- Source data
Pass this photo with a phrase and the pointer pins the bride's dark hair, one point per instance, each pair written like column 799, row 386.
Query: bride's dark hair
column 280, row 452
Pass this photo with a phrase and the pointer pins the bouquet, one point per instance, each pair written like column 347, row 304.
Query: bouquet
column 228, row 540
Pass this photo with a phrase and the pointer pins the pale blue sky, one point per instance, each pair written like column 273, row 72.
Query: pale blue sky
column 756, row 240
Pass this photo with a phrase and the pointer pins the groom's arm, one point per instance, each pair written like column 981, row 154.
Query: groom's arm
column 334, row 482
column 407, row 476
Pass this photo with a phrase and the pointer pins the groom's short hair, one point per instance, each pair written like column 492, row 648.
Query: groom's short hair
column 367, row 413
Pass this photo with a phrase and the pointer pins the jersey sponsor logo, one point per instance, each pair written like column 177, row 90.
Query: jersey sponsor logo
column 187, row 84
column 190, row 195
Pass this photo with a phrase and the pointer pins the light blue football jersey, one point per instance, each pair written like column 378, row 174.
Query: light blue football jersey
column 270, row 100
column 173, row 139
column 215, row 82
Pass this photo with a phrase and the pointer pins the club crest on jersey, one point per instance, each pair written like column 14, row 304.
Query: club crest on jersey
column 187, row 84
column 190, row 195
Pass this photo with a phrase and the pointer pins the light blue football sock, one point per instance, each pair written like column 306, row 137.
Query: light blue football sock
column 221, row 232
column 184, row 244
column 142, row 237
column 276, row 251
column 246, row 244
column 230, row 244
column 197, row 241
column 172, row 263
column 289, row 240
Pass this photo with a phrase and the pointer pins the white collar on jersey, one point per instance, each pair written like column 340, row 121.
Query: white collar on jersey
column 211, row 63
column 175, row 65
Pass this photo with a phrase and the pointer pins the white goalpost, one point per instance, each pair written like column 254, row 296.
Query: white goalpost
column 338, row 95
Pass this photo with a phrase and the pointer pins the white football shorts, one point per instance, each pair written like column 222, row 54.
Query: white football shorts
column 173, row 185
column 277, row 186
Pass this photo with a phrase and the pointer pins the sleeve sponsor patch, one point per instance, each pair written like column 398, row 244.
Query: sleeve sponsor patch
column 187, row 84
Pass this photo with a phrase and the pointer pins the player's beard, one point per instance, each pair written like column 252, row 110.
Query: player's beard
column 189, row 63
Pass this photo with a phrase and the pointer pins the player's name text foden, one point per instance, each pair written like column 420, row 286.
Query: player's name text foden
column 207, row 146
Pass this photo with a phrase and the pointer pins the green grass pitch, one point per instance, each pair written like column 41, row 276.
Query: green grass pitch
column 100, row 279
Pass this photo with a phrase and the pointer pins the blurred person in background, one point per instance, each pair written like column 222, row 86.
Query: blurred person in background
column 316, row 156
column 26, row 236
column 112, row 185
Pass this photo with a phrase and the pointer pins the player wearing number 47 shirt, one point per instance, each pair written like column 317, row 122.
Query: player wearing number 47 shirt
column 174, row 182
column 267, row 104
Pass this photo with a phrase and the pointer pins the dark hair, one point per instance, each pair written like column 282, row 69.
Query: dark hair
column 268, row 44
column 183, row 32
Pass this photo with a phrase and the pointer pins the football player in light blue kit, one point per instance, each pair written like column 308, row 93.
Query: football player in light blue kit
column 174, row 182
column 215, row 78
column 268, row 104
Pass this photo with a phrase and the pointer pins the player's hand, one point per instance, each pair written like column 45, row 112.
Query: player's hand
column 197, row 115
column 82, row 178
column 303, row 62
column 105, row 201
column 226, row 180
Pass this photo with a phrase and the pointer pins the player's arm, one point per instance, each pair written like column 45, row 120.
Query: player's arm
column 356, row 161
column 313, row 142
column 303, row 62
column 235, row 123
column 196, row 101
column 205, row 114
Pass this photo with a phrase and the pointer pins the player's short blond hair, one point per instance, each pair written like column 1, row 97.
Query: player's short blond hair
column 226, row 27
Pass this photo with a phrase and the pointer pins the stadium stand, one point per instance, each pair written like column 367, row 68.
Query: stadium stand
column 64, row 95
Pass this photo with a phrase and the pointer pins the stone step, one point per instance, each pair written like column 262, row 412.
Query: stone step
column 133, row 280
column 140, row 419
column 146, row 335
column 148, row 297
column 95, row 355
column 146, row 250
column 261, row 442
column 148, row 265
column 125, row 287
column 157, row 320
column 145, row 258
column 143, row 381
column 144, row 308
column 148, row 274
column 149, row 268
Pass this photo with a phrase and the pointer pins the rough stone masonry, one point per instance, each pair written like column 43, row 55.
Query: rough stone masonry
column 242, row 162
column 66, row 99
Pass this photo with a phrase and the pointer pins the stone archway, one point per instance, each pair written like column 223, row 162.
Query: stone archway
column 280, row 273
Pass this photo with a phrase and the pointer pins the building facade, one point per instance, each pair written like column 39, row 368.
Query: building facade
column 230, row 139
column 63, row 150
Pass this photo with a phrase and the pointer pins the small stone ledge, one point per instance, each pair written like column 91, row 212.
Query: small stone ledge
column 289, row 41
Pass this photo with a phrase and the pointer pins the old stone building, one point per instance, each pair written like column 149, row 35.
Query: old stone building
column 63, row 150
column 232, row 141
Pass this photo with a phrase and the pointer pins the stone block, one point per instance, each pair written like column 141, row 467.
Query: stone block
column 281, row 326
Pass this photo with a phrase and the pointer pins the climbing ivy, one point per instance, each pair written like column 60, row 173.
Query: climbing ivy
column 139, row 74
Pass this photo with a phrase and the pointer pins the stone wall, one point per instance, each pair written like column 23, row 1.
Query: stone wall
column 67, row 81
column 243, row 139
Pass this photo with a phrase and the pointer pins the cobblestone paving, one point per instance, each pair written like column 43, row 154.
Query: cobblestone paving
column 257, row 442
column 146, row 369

...

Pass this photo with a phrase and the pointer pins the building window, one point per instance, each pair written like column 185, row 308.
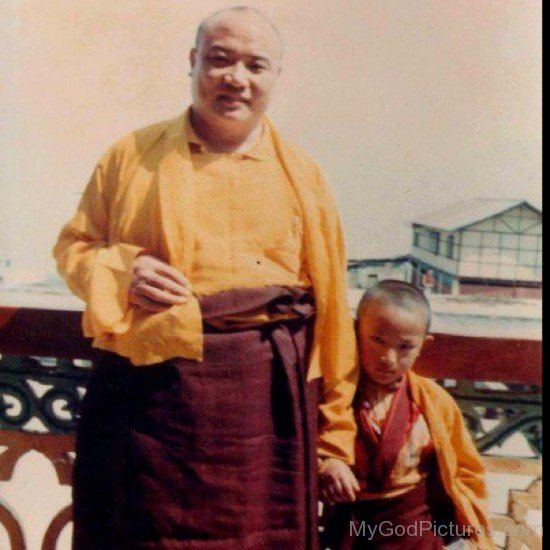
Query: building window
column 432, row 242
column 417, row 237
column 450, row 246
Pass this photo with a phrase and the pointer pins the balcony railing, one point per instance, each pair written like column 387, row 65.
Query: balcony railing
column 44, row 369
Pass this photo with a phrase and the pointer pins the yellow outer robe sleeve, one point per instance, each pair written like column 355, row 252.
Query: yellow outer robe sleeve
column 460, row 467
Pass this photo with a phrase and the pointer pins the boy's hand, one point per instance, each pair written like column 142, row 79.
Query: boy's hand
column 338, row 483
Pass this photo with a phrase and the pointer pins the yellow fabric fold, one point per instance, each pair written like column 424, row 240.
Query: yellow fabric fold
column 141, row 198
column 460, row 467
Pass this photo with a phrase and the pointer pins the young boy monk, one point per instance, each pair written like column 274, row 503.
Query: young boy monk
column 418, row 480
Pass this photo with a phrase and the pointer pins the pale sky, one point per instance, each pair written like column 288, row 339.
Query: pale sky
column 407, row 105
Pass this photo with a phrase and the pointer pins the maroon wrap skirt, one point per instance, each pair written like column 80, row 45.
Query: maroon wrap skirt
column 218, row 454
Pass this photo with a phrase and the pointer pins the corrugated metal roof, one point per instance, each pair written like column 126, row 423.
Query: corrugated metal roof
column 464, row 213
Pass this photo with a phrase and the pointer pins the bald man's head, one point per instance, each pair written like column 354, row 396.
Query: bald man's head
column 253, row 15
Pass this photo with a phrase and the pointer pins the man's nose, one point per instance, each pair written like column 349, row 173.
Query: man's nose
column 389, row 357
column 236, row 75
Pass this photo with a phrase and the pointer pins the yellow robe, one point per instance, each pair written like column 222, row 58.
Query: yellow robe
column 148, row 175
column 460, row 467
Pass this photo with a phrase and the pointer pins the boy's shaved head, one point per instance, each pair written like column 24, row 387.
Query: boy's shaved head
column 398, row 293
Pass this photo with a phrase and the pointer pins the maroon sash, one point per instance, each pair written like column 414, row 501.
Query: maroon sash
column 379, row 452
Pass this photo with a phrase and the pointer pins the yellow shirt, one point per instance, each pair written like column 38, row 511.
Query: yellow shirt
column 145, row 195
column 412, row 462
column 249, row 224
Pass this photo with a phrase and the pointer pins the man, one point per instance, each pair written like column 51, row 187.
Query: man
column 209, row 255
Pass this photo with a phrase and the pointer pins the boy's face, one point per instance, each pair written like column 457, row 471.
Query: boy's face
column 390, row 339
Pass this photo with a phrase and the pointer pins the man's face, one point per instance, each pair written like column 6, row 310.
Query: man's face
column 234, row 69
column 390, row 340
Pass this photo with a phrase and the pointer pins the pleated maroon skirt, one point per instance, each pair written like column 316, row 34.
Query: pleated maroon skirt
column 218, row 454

- Try it
Output the lines of the records above exactly as they appear, from the line containing "Query: player's short blond hair" through the line containing "149, row 35.".

- Finished exercise
Query: player's short blond hair
column 226, row 27
Pass this photo with a phrase and the pointer pins the stadium stand, one point per instance, each pair written like column 367, row 68.
Query: stadium stand
column 64, row 95
Pass this photo with a phrase and the pointer pins the stone step, one point per instance, each pair written like column 262, row 412.
Query: stone step
column 133, row 280
column 140, row 419
column 146, row 335
column 148, row 297
column 95, row 355
column 146, row 250
column 261, row 442
column 148, row 265
column 125, row 287
column 157, row 320
column 145, row 258
column 143, row 381
column 144, row 308
column 148, row 274
column 149, row 268
Pass this photo with a phrase and the pointer pins the rough stone masonry, one point per instance, each pair written like column 43, row 55.
Query: rough stone masonry
column 242, row 162
column 66, row 99
Pass this photo with a phrase and the pointer pins the stone archway, one point per instance, each pair written like column 223, row 162.
Query: stone archway
column 280, row 273
Pass this photo with a phrase and the pointer pins the building facade, one point per instance, each pair written like column 39, row 368.
Query: building facade
column 230, row 139
column 63, row 150
Pass this photo with a phrase and the pointer pins the small stone ledge, one point per instance, each pair written like column 91, row 212.
Query: small stone ledge
column 289, row 41
Pass this photo with a phrase and the pointer pins the old stone building, one point per instance, each pair written like column 149, row 35.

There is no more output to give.